Directions ▸ Convert each line of the records below into a Markdown table with the columns "Row" and "Line". Number the rows in order, and omit any blank lines.

####

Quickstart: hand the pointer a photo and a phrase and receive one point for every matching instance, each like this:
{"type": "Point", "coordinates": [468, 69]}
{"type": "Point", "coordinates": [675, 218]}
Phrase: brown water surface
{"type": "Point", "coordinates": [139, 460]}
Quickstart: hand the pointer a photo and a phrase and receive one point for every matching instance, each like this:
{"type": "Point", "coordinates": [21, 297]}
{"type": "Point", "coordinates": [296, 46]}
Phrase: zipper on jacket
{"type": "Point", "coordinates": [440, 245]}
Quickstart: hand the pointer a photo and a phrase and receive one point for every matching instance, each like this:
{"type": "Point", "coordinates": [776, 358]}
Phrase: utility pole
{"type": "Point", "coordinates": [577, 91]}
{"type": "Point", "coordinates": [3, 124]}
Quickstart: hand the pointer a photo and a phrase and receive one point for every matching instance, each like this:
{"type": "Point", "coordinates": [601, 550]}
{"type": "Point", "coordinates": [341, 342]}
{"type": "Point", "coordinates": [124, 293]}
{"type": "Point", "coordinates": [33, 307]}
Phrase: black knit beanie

####

The response ▸
| Row | Line |
|---|---|
| 1 | Quickstart: hand the pointer a photo and a phrase and receive one point for every matching instance, each like this: |
| 2 | {"type": "Point", "coordinates": [468, 69]} |
| 3 | {"type": "Point", "coordinates": [675, 218]} |
| 4 | Phrase: brown water surface |
| 5 | {"type": "Point", "coordinates": [139, 460]} |
| 6 | Quickstart: hand the pointer a photo and a phrase and receive one point for every matching instance, each like this: |
| 7 | {"type": "Point", "coordinates": [21, 297]} |
| 8 | {"type": "Point", "coordinates": [296, 46]} |
| 9 | Phrase: zipper on jacket |
| 10 | {"type": "Point", "coordinates": [440, 245]} |
| 11 | Quickstart: hand the pointer a photo and a phrase and receive one point for every matching instance, each like this: |
| 12 | {"type": "Point", "coordinates": [776, 358]} |
| 13 | Phrase: utility pole |
| 14 | {"type": "Point", "coordinates": [577, 91]} |
| 15 | {"type": "Point", "coordinates": [3, 124]} |
| 16 | Quickstart: hand the pointer a photo and a phrase and receive one point for every matching instance, each like this: |
| 17 | {"type": "Point", "coordinates": [601, 550]} |
| 18 | {"type": "Point", "coordinates": [341, 342]} |
| 19 | {"type": "Point", "coordinates": [124, 293]} |
| 20 | {"type": "Point", "coordinates": [33, 307]} |
| 21 | Phrase: black knit beanie |